- [Brief]
Copy out each line exactly; pictures stay out of the copy.

(begin)

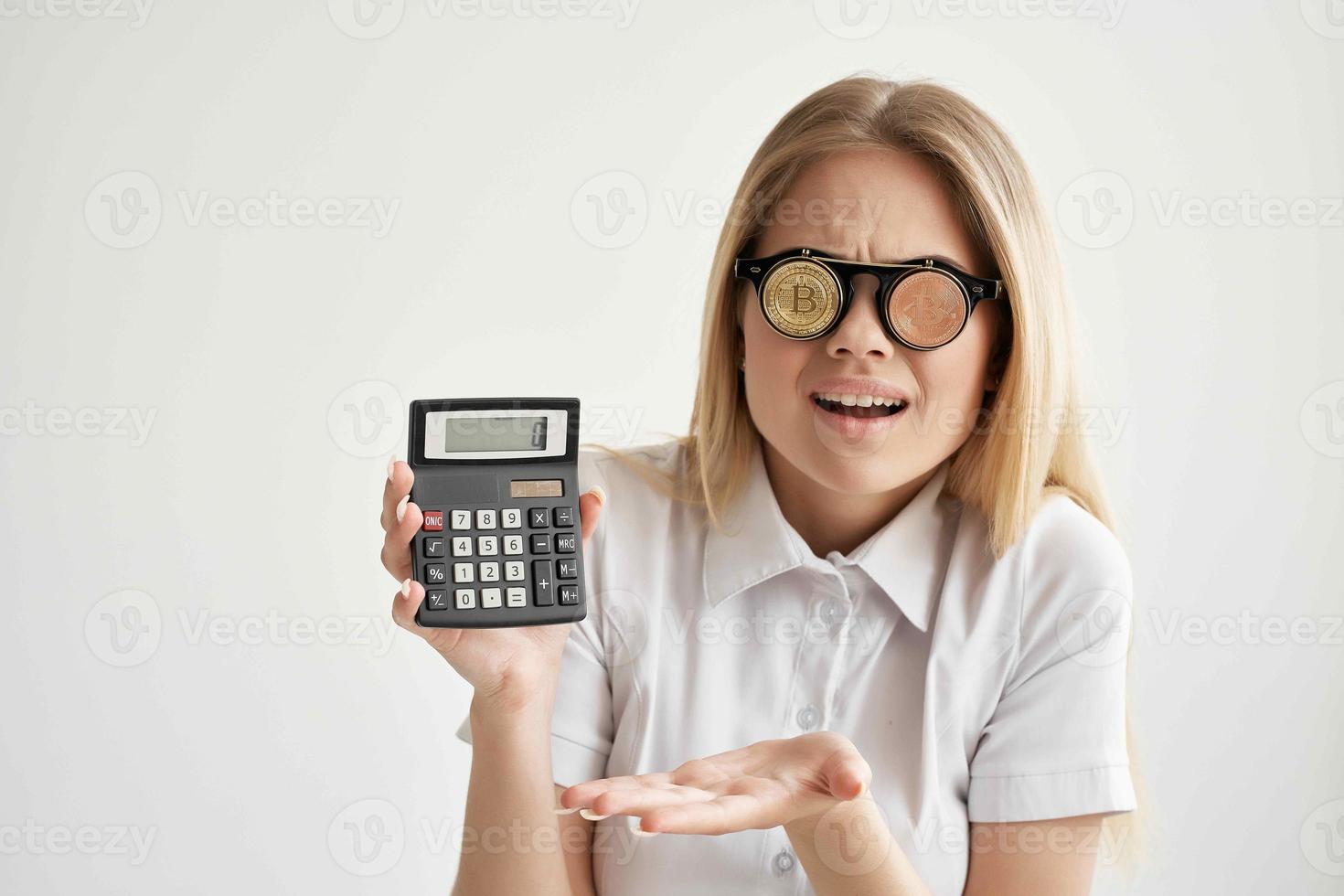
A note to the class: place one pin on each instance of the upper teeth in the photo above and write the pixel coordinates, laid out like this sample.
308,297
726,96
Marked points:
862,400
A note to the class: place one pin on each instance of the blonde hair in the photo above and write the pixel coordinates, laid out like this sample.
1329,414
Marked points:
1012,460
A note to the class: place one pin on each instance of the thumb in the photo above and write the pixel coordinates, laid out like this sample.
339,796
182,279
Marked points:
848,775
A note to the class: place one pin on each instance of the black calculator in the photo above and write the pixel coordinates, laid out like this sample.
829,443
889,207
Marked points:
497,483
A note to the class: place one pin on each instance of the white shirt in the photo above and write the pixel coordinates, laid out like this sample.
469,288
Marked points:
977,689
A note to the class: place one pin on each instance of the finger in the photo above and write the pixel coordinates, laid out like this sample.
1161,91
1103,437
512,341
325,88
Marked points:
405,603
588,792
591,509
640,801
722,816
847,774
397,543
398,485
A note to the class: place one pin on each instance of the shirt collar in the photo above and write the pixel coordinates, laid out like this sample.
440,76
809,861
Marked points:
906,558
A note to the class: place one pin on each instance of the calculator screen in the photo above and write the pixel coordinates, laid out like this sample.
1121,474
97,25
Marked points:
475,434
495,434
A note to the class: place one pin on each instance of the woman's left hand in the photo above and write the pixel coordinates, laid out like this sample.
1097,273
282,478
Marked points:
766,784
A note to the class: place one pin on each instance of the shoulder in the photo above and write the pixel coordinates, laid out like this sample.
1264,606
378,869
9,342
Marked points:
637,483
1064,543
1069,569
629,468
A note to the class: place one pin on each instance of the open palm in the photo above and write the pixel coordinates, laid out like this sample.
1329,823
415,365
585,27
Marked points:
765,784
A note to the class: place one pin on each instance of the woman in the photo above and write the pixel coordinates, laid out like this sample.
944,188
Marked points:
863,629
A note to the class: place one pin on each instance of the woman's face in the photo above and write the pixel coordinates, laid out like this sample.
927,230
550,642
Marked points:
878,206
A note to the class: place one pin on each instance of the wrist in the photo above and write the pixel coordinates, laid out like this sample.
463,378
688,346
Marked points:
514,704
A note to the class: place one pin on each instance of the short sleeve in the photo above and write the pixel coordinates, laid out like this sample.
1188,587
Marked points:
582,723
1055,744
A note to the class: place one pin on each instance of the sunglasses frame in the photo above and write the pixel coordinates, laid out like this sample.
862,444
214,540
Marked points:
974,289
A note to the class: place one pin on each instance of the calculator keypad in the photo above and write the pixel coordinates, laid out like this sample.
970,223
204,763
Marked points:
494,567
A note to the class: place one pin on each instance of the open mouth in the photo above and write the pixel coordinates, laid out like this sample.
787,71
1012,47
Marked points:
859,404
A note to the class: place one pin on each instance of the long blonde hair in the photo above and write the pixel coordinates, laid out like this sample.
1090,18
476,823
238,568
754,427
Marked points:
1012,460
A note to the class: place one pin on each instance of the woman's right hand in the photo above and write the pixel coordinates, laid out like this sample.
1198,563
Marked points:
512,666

(end)

- [Solution]
A note to the class: place one pin on each instance of the upper teeth in the photo above and write the pixel coordinates, laid out like this sample.
308,297
726,96
Marked points:
862,400
A note to the class: place one pin on each instance of the blonde hair in the photo above and write the pixel coordinates, laid out like this sample.
1329,414
Marked points:
1012,460
A note to the class: place one pin on each instance of the thumb in the photo above and write the pixel coordinates, laid out like this sample.
339,796
182,279
Marked points:
848,775
A note to the class: place one pin on each instance of the black calculator in the photo above and write the pixel coordinates, laid out like this sample.
829,443
889,207
Marked points:
497,483
A note to the class: place one pin on each instance of the white shirt in the photo above and write the pixel coordinates, laid out like this sample.
469,288
Marked points:
977,689
A note to the class: place one pin on each instance of the finger in the photo above and write the pixel coordinates, laid out like this sample.
1161,91
1103,437
512,341
325,88
Marked points:
405,603
588,792
591,509
640,801
722,816
847,774
397,543
398,485
A note to the class: place one pin on each instance of the shirt collar in the photo above and write the pixel coordinates, laid out like this sample.
440,76
809,861
Marked points:
906,558
A note to the class: place one pin on each instance of the calculator screen in the photo above and write the pixel coordinates, laid out like this sample.
1121,474
97,25
Marked points:
475,434
495,434
A note to the class: place one pin on each instance of the woman's left hand in the photo above and write the pixel coordinates, laid out like this sample.
1097,273
282,478
Marked points:
766,784
A note to the class: place one pin on each instance of the shoulder in the photo above and write the pixel coordinates, laid out like this sample.
1264,606
378,869
9,342
Marked points:
637,483
1064,543
1069,569
629,468
A note to the class: place one pin on each instance of the open palm in the photo above and write the pixel coordinates, laid out like this sample.
1329,823
415,365
585,27
Marked points:
765,784
A note to the class: place one pin on each instance of the woman in the photo above and write the pixel coordinates, laid out like this sample.
944,188
Marked points:
863,629
A note to the class: place one pin on each instance of the woman's face in the photo above and write the pixel coordinates, laid out like this sample.
927,230
550,642
Marked points:
878,206
A note to the class: place one pin on each instance of the wrist in the photo above and write the pixel coordinates, laid out like this sample.
463,378
688,346
Marked points:
514,704
A note to the class: place one pin on each instance of the short sleeve in the photo above and write the pixel coordinates, laid out like this sample.
1188,587
Marked points:
582,723
1055,744
A note to the class: place one pin on each instance of the sunglasses frame in the photo above and write the pixel coordinates, laid out like this sample.
862,444
214,540
Marked points:
974,289
A note to the class: place one pin on each instance of the calculator keypad in the photo above and write the pixel coordinates, laid out like this sample.
970,223
204,763
Marked points:
494,567
A note to the class: place one pin on each instance of the open mouth in the photo above and write the pixel coordinates, laid out like this sample.
787,71
1012,47
Marked points:
859,404
A note to the class: place one pin on each instance of the long blonde hair in the photo above and write the pixel coordinates, laid out like this sample.
1090,18
476,823
238,568
754,427
Marked points:
1012,460
A note to the class: place one pin on each instance of the woman's right hand in the photo above and write the pixel coordinates, laid out like this sample.
1198,563
Marked points:
512,666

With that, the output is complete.